═════ EXTRACTED TEXT ═════

As steel manufacturers depend more on recycled materials, Nigeria’s informal scrap economy is turning waste, survival and global demand into big business.

A few years ago, scrap collection in Nigeria was mostly dismissed as roadside hustling. Today, it has become one of the country’s fastest-growing informal industries, quietly powering steel production, creating jobs and turning discarded metal into serious money.

Across cities like Lagos, Kano, Onitsha, Aba and Port Harcourt, scrap yards have become major supply points for manufacturing companies that rely heavily on recycled metals to keep production running. From abandoned vehicles and damaged electronics to old roofing sheets, iron rods and industrial waste, materials once considered useless are now feeding a recycling economy worth billions of naira.

The shift has been driven by a combination of economic pressure, rising global demand for recyclable metals and Nigeria’s struggling steel sector.

According to industry estimates cited by the National Association of Scrap and Waste Dealers Employers of Nigeria, the country’s scrap industry is now valued at about ₦200 billion. Reports also show that high-grade scrap metals can sell for as much as ₦750,000 to ₦800,000 per tonne, depending on quality and market conditions.

For thousands of Nigerians dealing with unemployment and rising living costs, the business has become more than a side income; it is now a full economic ecosystem.

Nigeria’s steel industry relies heavily on scrap metal

One of the biggest reasons the scrap trade has expanded rapidly is Nigeria’s dependence on recycled metals for local steel production.

Despite having large iron ore deposits, Nigeria’s steel industry has struggled for decades due to the underperformance of major facilities like Ajaokuta Steel Company and Delta Steel Company. As a result, many steel manufacturers now depend heavily on scrap materials instead of processed iron ore.

═════

### REQUIRED ACTIONS:
1 > Do these statements agree with the scrap-trade excerpt? (a) An estimate cited by a scrap dealers' association values the country's scrap industry at about ₦200 billion. (b) Ajaokuta Steel Company has performed strongly for decades. (c) Nigeria lacks large iron ore deposits. Answer yes or no for each, quoting the deciding words.
2 > How would you say this sentence from the scrap-trade excerpt in Spanish: "The shift has been driven by a combination of economic pressure, rising global demand for recyclable metals and Nigeria’s struggling steel sector."
3 > Can you copy the scrap-trade excerpt word for word from "Across cities like" to "struggling steel sector."?

═════ INFORMATION GIVEN ═════

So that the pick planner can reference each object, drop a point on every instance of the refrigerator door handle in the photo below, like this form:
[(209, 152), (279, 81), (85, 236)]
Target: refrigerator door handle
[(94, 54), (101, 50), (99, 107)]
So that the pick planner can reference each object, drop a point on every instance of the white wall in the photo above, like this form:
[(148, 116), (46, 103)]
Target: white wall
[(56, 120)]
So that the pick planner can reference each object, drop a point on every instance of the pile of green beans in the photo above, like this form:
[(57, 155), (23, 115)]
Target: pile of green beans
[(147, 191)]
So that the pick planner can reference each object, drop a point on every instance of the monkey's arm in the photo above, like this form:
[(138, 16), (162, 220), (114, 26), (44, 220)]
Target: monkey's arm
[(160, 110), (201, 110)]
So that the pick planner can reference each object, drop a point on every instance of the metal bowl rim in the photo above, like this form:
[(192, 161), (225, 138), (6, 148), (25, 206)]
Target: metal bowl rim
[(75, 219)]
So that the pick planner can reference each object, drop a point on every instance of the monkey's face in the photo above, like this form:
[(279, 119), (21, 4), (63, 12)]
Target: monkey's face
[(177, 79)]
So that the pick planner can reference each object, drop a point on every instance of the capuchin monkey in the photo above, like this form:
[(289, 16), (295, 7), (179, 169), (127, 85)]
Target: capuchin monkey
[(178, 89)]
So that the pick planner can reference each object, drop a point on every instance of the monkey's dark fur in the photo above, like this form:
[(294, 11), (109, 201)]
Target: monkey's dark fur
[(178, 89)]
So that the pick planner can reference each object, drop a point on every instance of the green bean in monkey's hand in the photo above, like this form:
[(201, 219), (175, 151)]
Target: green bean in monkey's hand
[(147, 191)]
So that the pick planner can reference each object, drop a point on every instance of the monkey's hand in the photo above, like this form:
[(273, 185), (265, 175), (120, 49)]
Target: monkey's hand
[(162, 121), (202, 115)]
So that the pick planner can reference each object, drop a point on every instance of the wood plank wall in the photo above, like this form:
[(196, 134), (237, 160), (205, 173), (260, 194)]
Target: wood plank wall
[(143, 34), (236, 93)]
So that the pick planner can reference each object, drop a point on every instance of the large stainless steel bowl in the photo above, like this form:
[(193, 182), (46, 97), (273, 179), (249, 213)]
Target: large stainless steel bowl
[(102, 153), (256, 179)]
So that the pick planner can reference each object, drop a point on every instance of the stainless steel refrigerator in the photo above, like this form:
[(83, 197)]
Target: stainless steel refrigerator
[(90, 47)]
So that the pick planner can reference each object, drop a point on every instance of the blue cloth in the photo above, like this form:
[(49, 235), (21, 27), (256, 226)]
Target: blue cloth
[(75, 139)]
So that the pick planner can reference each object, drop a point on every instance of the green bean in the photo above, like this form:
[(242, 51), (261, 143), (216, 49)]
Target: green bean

═════

### ANSWERS BY TASK:
1 >
(a) Yes: "the country’s scrap industry is now valued at about ₦200 billion"
(b) No: "Nigeria’s steel industry has struggled for decades due to the underperformance of major facilities like Ajaokuta Steel Company"
(c) No: "Despite having large iron ore deposits"

2 > El cambio ha sido impulsado por una combinación de presión económica, creciente demanda mundial de metales reciclables y el sector siderúrgico nigeriano en apuros.

3 >
Across cities like Lagos, Kano, Onitsha, Aba and Port Harcourt, scrap yards have become major supply points for manufacturing companies that rely heavily on recycled metals to keep production running. From abandoned vehicles and damaged electronics to old roofing sheets, iron rods and industrial waste, materials once considered useless are now feeding a recycling economy worth billions of naira.

The shift has been driven by a combination of economic pressure, rising global demand for recyclable metals and Nigeria’s struggling steel sector.